_Raw data:_
□ □ □
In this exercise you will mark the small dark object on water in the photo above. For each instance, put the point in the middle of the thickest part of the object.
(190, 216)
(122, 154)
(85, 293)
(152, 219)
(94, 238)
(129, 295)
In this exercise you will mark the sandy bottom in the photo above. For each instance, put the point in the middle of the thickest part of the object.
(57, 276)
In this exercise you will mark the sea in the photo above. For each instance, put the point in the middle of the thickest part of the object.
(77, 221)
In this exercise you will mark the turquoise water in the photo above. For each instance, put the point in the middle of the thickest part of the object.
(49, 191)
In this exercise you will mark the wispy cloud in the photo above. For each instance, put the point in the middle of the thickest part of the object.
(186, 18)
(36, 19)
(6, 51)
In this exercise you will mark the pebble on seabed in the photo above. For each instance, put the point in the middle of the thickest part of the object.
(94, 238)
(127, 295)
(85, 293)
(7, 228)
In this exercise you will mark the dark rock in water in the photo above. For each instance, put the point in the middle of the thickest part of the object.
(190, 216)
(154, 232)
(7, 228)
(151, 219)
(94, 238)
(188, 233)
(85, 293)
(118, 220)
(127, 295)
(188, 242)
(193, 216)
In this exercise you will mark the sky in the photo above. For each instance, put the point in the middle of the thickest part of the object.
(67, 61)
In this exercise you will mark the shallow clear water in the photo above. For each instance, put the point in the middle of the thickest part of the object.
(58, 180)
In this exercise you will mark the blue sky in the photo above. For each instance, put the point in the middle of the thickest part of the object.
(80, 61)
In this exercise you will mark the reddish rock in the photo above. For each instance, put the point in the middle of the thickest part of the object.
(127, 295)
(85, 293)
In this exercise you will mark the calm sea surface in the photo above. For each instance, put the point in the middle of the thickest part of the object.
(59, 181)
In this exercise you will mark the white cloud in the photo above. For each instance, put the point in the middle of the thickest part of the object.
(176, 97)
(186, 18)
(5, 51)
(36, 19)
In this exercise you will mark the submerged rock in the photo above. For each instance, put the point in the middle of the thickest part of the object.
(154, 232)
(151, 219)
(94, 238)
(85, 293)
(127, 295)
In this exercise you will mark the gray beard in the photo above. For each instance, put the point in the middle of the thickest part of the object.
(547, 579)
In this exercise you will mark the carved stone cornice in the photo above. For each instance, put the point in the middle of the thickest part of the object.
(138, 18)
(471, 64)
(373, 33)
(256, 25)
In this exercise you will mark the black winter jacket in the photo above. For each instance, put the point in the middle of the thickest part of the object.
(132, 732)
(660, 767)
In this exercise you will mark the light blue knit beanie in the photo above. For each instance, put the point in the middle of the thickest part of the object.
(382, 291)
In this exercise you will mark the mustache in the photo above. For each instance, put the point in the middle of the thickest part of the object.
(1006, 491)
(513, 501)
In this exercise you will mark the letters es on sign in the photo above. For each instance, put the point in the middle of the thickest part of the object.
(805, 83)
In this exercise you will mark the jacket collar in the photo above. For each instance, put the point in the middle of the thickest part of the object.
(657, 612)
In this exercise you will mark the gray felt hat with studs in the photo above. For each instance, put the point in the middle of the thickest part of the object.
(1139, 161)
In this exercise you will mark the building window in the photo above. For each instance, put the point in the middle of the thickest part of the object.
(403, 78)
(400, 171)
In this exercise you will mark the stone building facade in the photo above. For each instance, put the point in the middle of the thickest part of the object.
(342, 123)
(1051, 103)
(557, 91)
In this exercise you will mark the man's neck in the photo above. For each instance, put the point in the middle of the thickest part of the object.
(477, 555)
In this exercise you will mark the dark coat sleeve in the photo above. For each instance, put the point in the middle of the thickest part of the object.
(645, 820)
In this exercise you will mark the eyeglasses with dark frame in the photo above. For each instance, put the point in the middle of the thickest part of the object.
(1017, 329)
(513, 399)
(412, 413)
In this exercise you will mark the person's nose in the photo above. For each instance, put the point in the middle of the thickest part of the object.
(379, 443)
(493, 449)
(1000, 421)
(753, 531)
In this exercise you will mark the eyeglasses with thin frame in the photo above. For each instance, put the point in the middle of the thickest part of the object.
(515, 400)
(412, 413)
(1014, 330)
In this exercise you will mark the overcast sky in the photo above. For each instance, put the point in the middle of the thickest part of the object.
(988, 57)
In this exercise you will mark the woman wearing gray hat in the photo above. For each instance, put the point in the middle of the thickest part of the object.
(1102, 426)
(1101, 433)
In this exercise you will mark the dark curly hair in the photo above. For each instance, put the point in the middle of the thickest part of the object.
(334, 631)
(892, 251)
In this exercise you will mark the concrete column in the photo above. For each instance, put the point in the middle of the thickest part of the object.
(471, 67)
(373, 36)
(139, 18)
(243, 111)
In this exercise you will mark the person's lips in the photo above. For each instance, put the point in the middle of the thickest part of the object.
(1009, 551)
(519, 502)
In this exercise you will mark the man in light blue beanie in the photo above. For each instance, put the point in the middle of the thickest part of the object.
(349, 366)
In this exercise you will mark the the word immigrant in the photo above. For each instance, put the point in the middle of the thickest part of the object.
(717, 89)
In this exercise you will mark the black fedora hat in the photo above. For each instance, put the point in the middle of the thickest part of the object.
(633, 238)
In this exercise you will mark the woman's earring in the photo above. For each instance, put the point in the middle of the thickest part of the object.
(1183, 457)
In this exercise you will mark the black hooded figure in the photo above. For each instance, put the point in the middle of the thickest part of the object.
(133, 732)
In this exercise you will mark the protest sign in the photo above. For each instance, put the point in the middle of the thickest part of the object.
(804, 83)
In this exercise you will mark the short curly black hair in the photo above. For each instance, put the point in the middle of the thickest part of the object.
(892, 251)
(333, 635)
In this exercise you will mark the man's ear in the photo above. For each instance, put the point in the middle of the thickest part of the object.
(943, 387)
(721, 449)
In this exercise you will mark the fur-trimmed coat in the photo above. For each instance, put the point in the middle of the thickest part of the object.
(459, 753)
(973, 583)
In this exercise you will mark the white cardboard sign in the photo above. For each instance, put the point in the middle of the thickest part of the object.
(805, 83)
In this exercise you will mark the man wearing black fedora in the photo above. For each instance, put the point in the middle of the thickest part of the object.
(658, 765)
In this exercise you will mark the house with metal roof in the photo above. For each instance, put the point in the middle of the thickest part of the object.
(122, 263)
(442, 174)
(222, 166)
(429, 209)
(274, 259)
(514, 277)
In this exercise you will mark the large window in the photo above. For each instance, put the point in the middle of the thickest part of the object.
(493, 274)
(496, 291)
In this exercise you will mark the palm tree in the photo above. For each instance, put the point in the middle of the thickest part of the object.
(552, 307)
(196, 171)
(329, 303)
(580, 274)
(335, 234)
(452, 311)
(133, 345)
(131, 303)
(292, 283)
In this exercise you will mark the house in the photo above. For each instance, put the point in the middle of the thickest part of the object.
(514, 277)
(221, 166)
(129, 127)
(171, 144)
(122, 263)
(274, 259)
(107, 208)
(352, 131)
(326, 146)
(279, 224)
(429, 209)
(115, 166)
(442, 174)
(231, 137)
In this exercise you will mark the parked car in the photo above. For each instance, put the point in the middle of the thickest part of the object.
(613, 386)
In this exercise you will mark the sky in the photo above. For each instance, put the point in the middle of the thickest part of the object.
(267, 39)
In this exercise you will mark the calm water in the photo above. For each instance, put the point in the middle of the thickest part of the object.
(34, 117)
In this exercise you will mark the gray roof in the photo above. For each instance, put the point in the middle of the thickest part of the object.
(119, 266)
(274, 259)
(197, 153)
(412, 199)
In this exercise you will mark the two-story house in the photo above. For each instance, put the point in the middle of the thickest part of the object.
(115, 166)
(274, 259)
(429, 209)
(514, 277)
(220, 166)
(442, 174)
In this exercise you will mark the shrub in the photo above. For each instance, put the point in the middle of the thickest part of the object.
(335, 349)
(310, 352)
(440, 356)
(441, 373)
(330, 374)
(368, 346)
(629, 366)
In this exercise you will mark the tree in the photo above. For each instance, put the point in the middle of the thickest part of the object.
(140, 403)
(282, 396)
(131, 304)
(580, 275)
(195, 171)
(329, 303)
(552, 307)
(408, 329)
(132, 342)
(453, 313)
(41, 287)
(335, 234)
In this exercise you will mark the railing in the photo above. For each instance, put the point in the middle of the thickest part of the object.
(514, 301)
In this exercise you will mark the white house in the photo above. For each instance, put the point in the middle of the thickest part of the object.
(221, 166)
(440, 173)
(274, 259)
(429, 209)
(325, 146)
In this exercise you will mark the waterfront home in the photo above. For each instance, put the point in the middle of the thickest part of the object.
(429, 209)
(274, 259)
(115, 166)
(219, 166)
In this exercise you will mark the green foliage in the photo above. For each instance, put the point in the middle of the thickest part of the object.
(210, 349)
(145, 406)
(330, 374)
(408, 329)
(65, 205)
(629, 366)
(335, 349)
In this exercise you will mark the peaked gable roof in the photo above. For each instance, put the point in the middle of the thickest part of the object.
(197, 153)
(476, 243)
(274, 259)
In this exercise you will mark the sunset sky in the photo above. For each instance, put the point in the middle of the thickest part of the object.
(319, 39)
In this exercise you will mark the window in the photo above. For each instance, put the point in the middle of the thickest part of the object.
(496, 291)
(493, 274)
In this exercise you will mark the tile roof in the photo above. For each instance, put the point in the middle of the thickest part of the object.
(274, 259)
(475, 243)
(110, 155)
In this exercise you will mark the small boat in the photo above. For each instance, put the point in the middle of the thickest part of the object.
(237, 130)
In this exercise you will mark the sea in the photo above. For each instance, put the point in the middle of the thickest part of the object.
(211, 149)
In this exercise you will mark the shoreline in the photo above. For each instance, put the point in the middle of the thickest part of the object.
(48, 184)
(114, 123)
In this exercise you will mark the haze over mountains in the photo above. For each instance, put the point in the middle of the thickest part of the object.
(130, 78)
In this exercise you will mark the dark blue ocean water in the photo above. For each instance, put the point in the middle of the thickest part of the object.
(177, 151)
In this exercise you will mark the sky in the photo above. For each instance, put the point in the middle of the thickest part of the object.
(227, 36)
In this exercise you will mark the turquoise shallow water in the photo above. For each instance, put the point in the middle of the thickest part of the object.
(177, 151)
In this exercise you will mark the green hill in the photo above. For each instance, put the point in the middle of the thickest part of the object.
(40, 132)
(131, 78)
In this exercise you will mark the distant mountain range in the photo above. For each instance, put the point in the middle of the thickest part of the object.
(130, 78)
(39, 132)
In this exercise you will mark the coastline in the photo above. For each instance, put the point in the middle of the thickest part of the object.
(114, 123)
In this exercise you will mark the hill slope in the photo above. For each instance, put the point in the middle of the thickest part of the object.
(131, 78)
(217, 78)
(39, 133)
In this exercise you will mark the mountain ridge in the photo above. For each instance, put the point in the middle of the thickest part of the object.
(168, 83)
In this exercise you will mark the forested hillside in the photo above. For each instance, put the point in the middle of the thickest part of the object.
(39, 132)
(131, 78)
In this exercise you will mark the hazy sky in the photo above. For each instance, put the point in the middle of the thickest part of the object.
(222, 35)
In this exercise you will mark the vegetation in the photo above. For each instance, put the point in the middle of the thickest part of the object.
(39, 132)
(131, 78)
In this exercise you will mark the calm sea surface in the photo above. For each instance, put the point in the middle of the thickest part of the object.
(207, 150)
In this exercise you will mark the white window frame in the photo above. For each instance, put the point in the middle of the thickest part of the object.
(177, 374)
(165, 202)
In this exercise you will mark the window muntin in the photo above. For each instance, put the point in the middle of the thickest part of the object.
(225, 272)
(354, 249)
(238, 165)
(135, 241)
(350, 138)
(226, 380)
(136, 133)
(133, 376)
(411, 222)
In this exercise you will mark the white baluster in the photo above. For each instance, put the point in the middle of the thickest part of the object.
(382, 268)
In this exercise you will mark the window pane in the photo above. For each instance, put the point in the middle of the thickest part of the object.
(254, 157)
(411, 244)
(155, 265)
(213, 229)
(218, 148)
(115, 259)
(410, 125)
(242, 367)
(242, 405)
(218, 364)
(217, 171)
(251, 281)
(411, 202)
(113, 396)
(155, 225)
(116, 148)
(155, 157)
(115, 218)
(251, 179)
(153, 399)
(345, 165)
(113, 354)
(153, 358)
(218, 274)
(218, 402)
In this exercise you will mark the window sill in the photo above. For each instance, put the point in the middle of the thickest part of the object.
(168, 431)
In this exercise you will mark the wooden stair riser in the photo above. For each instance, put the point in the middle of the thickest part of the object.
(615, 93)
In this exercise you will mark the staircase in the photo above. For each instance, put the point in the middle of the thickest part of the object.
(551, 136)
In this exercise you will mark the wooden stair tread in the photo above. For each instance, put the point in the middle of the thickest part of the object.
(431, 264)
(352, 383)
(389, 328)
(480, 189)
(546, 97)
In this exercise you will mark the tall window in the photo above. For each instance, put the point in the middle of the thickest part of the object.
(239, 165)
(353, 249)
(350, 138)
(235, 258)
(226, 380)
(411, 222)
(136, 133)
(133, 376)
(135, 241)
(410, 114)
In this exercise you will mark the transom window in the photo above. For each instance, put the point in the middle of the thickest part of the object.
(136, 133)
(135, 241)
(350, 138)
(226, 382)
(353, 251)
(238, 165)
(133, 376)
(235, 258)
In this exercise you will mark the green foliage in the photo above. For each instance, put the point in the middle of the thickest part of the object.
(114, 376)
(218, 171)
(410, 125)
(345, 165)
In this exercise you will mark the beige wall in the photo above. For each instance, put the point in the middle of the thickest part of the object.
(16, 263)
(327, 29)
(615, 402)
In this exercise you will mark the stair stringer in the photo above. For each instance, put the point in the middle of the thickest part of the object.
□ □ □
_Aim of the task:_ Copy the data word for word, starting at the line that contains "In this exercise you will mark the beige" and continuing through the last line.

_Expected answer:_
In this exercise you will mark the beige wall in the photo above. For each instance, put the point in the middle of the thickest part of the object.
(16, 263)
(327, 29)
(615, 402)
In this exercise you will mark the stair stringer in the photo above. For each instance, put the point in the middle of the thickest part of the object.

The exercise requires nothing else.